START GIVEN RECORDS

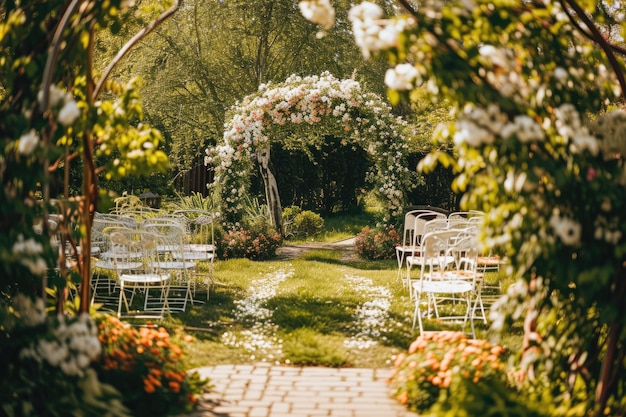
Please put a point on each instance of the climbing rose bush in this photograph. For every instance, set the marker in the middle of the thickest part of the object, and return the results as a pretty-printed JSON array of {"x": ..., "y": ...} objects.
[
  {"x": 147, "y": 365},
  {"x": 46, "y": 367},
  {"x": 536, "y": 90},
  {"x": 436, "y": 359},
  {"x": 311, "y": 108},
  {"x": 377, "y": 243}
]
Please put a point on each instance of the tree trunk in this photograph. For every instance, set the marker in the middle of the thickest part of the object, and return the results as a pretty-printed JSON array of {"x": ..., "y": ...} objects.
[{"x": 271, "y": 189}]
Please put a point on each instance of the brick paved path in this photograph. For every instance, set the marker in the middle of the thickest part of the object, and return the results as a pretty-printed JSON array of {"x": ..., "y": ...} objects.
[{"x": 263, "y": 390}]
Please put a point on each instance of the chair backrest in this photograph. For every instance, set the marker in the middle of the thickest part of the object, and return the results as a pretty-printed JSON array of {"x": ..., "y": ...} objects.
[
  {"x": 420, "y": 220},
  {"x": 445, "y": 247}
]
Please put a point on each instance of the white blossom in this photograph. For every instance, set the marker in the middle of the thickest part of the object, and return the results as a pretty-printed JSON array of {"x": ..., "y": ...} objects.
[
  {"x": 365, "y": 11},
  {"x": 525, "y": 128},
  {"x": 472, "y": 134},
  {"x": 402, "y": 77},
  {"x": 28, "y": 142},
  {"x": 582, "y": 141},
  {"x": 55, "y": 96}
]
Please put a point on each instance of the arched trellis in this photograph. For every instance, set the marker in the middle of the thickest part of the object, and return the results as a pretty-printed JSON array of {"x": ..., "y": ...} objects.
[{"x": 305, "y": 111}]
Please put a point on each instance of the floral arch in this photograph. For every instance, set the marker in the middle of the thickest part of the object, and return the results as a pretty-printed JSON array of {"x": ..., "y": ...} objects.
[{"x": 309, "y": 109}]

END GIVEN RECORDS

▸ PROBLEM TO WORK ON
Each line from the one containing "Please put a point on each instance of the floral" through the final line of the listing above should be returned exactly; return nothing else.

▸ TASK RESULT
Please put a point on each instance of the floral arch in this photograph. For every instance, set the marker in the middle of the thickest part of the object, and return the results as a pretty-printed JSON array of {"x": ..., "y": ...} objects.
[{"x": 309, "y": 109}]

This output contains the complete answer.